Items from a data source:
▼▼▼

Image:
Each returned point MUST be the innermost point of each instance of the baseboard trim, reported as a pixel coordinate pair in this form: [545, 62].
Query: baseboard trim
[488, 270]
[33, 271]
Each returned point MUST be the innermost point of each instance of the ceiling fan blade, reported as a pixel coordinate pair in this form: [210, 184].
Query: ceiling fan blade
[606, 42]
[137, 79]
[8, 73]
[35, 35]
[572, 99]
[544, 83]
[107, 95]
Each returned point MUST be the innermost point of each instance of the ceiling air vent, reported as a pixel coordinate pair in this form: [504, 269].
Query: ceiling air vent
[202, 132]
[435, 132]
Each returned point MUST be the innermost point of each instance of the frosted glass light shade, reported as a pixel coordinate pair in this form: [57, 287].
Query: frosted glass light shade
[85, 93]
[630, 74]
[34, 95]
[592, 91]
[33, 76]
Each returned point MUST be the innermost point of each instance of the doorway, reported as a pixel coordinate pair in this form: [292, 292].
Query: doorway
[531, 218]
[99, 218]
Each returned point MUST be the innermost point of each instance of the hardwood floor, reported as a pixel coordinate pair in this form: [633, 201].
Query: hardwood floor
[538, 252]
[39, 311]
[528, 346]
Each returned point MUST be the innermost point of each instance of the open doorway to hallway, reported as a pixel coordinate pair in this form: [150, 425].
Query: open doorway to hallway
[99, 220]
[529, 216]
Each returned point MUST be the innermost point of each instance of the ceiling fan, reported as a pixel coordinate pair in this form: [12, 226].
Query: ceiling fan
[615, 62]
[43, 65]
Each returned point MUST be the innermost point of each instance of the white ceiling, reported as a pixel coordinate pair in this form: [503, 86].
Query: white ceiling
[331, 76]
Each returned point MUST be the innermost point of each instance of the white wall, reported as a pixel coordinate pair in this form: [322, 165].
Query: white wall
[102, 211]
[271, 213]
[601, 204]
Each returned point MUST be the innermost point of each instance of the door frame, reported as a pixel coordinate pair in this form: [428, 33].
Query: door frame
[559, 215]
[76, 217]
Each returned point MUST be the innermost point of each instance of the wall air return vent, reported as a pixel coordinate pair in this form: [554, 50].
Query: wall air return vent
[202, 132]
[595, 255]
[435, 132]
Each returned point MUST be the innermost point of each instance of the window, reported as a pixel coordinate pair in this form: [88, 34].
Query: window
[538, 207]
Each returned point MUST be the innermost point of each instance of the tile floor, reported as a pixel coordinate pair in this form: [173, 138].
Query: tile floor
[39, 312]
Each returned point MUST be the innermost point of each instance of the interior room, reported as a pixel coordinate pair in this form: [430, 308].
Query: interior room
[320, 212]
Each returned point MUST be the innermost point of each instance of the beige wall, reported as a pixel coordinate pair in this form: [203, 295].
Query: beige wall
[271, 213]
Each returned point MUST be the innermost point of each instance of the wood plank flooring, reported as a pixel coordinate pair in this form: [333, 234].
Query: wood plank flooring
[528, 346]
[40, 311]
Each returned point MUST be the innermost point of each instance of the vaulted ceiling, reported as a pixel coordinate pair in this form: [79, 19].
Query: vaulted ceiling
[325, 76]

▲▲▲

In the data above, start at the line that has "form: [292, 292].", stop after the line that has "form: [322, 165].", and print every line in between exactly as it stands.

Each returned point MUST be the innermost point of each instance of the doorway, reported as a pixel coordinate pair in this form: [292, 292].
Query: doorway
[531, 218]
[99, 218]
Each returned point MUST be the innermost point of each instance of the hardwood floor, reported as a pixel coordinate pair in this form: [633, 201].
Query: hardwood floor
[538, 252]
[39, 311]
[528, 346]
Each returned point MUST be the innermost point of each instance of the open doorway to hallway, reported as a pixel coordinate pair in this form: [150, 425].
Query: open doorway to hallway
[99, 220]
[529, 216]
Each returned point MUST be the innermost point of each instance of the ceiling fan, reported as a pixel coordinate pair in this form: [12, 226].
Query: ceiling fan
[615, 62]
[43, 65]
Each returned point MUST be the innermost point of each instance of the white ceiling, reported as a pixel coordinate pair in this form: [503, 86].
Query: white ceiling
[331, 76]
Each returned point MUST be the innermost point of each instance of the white wall, reported as a pixel coordinate pair in this form: [322, 165].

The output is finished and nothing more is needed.